[Set problem A]
Quote every one of the entries that come after the Francie Jacober article below, line for line and without any change.

[Extract to read]
::::::

Farewell to Francie Jacober

By Bob Ward

Francie Jacober solves algebra problems for fun. In her spare time.

The 7th-8th-grade teacher states it factually, with perhaps a hint of a smile. It’s just who she is, part of her “passion for math.”

Her Carbondale Community School colleagues, however, see it as a reflection of her hard-working, almost superhuman personality. Teachers or not, most of them steer clear of math problems on their weekends.

“She seeks out hard work,” said Kindergarten teacher Ellen Huttenhower of her longtime friend and colleague. “She seeks out challenges.”

Jacober, who is retiring from CCS after 21 years, inspires both admiration and awe among her fellow teachers, parents and friends. Ever competent and purposeful, she strides through each day, driven by an internal dynamo that only she possesses. After 19-20 years as Jacober’s teaching partner, Ted Frisbie still marvels at Jacober’s “blindingly efficient” work habits and her undaunted embrace of any challenge.

“She is so unafraid of things that strike me as really, really hard work,” Frisbie admits. “Like cooking for 200 people.”

But before considering Jacober’s formidable logistical skills, ask yourself: Who better to teach mathematics to middle-school students than someone who solves math problems for fun?

Francie cares deeply for the well being of her students while holding them to very high expectations,” says Michael Hayes, executive director of Compass, the nonprofit that runs the Carbondale and Aspen community schools. “Through her fierce and caring approach, she leaves an indelible imprint on the students in the 7-8 learning center.”

Or, as Jacober herself states it, a good teacher simply needs to communicate a love of learning to his or her students. “If you don’t care, then why would they care?” she asks.

And there’s no doubt in anyone’s mind — student, educator or parent — that Francie Jacober cares.  She’s deeply invested in the CCS educational mission, she devotes countless hours to develop her classroom style, methods and knowledge, and she connects deliberately with each and every one of her students.

Frisbie has learned from Jacober how to run a classroom of middle-schoolers with a careful balance of both authority and respect. “Francie is a very polite person,” he says, “but when she’s talking to kids, very often she won’t say ‘please.’  She’s telling them what to do, and because they like her and respect her, they listen to her.”

There’s no doubt about who’s in charge of Jacober’s classroom. And her strong, decisive personality makes for occasional disagreements. But she also has a nurturing, maternal side that shines through in remarkable ways.

::::::

[Task inputs]

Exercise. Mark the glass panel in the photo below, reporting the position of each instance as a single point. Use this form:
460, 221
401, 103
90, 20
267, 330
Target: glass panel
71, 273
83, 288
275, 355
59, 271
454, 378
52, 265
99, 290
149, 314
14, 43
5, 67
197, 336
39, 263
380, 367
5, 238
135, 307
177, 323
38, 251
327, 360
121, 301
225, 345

::::::

[Set problem B]
Print the part of the Francie Jacober article above exactly, beginning at the words that have "And there’s no" and stopping after "in remarkable ways.".

[Written answer A]
Exercise. Mark the glass panel in the photo below, reporting the position of each instance as a single point. Use this form:
460, 221
401, 103
90, 20
267, 330
Target: glass panel
71, 273
83, 288
275, 355
59, 271
454, 378
52, 265
99, 290
149, 314
14, 43
5, 67
197, 336
39, 263
380, 367
5, 238
135, 307
177, 323
38, 251
327, 360
121, 301
225, 345

[Written answer B]
And there’s no doubt in anyone’s mind — student, educator or parent — that Francie Jacober cares.  She’s deeply invested in the CCS educational mission, she devotes countless hours to develop her classroom style, methods and knowledge, and she connects deliberately with each and every one of her students.

Frisbie has learned from Jacober how to run a classroom of middle-schoolers with a careful balance of both authority and respect. “Francie is a very polite person,” he says, “but when she’s talking to kids, very often she won’t say ‘please.’  She’s telling them what to do, and because they like her and respect her, they listen to her.”

There’s no doubt about who’s in charge of Jacober’s classroom. And her strong, decisive personality makes for occasional disagreements. But she also has a nurturing, maternal side that shines through in remarkable ways.